Task instructions: Your answer must be every line of the data that contains "below".

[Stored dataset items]
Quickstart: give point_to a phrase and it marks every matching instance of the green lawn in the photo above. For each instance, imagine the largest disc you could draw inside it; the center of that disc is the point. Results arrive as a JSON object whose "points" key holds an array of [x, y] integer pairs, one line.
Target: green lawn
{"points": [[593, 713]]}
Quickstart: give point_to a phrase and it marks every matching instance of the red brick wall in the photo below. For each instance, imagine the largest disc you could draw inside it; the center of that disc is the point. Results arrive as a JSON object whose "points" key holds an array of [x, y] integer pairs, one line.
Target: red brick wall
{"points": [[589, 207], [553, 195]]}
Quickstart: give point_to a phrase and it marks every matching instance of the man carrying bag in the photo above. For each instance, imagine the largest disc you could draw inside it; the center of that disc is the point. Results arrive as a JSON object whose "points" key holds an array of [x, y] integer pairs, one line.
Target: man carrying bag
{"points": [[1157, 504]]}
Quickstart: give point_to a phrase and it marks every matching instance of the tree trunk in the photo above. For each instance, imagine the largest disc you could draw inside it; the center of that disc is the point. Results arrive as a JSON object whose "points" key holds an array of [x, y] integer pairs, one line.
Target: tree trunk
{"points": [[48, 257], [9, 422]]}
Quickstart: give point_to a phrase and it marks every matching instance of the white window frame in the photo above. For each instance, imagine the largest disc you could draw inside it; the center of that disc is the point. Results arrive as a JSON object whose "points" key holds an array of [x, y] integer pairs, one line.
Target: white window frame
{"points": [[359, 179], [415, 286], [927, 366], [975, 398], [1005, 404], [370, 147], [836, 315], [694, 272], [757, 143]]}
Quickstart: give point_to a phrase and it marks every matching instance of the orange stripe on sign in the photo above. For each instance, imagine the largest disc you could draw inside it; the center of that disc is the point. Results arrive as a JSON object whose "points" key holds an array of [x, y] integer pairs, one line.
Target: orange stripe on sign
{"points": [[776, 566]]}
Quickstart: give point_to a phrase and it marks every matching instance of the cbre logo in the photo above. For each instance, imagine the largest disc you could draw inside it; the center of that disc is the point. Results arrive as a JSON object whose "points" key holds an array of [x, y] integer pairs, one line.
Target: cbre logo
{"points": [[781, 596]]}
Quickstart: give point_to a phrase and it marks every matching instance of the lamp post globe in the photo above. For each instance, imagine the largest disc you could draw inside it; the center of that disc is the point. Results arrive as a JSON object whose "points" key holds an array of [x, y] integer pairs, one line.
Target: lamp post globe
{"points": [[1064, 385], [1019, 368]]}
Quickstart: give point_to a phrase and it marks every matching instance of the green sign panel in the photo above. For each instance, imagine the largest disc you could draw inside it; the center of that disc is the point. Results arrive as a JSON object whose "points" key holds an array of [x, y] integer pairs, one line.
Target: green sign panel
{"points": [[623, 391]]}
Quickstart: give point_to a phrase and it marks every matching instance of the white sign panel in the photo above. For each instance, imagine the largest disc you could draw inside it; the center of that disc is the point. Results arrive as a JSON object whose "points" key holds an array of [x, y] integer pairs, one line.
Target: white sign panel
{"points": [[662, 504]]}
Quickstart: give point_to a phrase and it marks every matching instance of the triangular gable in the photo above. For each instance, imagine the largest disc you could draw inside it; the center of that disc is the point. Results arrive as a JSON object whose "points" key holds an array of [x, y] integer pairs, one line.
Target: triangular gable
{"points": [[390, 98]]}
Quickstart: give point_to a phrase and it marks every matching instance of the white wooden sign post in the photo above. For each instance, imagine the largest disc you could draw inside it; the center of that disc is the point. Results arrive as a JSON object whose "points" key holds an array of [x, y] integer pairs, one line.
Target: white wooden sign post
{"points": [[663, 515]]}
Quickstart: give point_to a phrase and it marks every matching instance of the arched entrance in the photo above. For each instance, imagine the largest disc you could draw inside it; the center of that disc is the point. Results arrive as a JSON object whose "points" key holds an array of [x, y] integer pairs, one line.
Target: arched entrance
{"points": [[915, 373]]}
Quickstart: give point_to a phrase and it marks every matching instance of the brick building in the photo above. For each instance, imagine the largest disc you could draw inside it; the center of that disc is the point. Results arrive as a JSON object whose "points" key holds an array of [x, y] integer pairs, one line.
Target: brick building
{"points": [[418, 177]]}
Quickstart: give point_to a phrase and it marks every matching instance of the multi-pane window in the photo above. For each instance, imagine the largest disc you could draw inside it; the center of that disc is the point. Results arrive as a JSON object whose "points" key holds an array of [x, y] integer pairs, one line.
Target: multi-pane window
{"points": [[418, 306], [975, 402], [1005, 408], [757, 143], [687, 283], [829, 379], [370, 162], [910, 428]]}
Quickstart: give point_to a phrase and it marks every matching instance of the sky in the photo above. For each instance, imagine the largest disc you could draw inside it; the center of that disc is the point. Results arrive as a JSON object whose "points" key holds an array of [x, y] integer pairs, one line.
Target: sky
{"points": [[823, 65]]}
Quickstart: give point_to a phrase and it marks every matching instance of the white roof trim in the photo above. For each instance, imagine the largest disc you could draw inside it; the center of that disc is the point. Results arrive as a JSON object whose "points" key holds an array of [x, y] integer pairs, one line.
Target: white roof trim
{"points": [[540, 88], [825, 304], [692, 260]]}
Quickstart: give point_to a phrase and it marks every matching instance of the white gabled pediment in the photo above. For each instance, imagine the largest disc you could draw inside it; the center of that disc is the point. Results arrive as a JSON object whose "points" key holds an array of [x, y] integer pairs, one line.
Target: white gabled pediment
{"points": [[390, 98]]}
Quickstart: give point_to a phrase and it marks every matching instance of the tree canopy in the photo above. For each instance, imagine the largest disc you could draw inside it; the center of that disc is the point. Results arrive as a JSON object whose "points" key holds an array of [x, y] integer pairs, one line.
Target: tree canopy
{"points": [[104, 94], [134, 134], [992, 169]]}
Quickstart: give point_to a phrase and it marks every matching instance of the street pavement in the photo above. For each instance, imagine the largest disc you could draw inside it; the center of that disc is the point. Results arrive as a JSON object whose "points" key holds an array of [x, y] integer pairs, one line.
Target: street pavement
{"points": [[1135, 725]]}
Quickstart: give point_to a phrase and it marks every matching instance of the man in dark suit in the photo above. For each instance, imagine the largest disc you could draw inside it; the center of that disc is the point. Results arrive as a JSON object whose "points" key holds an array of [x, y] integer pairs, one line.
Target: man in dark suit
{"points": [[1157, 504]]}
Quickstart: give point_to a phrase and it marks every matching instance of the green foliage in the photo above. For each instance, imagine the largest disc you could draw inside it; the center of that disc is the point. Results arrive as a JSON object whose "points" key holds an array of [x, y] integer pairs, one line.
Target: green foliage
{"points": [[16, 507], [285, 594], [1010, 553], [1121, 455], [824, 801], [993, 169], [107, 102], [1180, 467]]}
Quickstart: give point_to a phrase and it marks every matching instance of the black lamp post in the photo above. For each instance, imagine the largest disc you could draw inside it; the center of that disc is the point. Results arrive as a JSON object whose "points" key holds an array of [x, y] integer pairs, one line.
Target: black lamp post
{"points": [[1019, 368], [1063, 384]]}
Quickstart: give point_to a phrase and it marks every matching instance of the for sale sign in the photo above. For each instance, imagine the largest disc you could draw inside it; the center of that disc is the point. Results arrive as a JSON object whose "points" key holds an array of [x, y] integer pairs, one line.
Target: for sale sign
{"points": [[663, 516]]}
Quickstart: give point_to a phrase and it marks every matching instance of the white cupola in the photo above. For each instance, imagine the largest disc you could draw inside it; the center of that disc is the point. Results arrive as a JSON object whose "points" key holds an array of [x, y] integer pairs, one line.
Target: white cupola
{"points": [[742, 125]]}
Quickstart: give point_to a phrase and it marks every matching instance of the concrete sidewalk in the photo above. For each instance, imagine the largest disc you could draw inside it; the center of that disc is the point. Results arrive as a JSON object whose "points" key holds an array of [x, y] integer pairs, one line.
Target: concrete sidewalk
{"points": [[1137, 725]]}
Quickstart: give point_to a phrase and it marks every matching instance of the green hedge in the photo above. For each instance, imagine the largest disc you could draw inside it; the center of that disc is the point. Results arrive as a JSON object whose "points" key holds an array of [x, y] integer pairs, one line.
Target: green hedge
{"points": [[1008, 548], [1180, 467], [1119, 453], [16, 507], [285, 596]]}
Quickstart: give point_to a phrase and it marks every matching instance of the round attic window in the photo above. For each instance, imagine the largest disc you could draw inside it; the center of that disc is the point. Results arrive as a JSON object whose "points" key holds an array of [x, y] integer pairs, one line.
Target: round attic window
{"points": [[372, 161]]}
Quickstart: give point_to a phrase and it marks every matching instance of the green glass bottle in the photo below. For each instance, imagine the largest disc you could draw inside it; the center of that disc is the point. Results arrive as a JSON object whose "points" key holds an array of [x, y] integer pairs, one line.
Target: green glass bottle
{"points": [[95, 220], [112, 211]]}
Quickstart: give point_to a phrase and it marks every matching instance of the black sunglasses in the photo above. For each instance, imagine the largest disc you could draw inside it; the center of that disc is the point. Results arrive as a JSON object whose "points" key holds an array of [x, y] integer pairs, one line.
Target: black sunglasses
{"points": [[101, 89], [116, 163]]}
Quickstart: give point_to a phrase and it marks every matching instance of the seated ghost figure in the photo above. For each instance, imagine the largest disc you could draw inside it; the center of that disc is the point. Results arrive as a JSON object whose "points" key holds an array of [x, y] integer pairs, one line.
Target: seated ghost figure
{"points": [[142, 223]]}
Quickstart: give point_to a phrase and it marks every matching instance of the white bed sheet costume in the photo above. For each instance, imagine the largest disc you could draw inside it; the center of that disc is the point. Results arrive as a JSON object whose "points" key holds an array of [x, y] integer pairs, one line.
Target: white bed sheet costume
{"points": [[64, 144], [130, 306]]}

Output:
Quickstart: give point_to a phrase and it marks every matching instance of the red brick wall in the photo below. For each instance, imagine the largest disc you could draw inside it; the center of that disc is the point. Results arrive as a JSON object whose "points" key holds an array of [x, y] integer pairs, one line.
Quickstart: give point_to a phrase and it marks every matching instance of the green glass bottle in the photo below. For each instance, imagine the largest disc you could draw inside it; the center of that disc is the point. Results arrive as a JSON object whose "points" key holds an array of [x, y] integer pairs, one line.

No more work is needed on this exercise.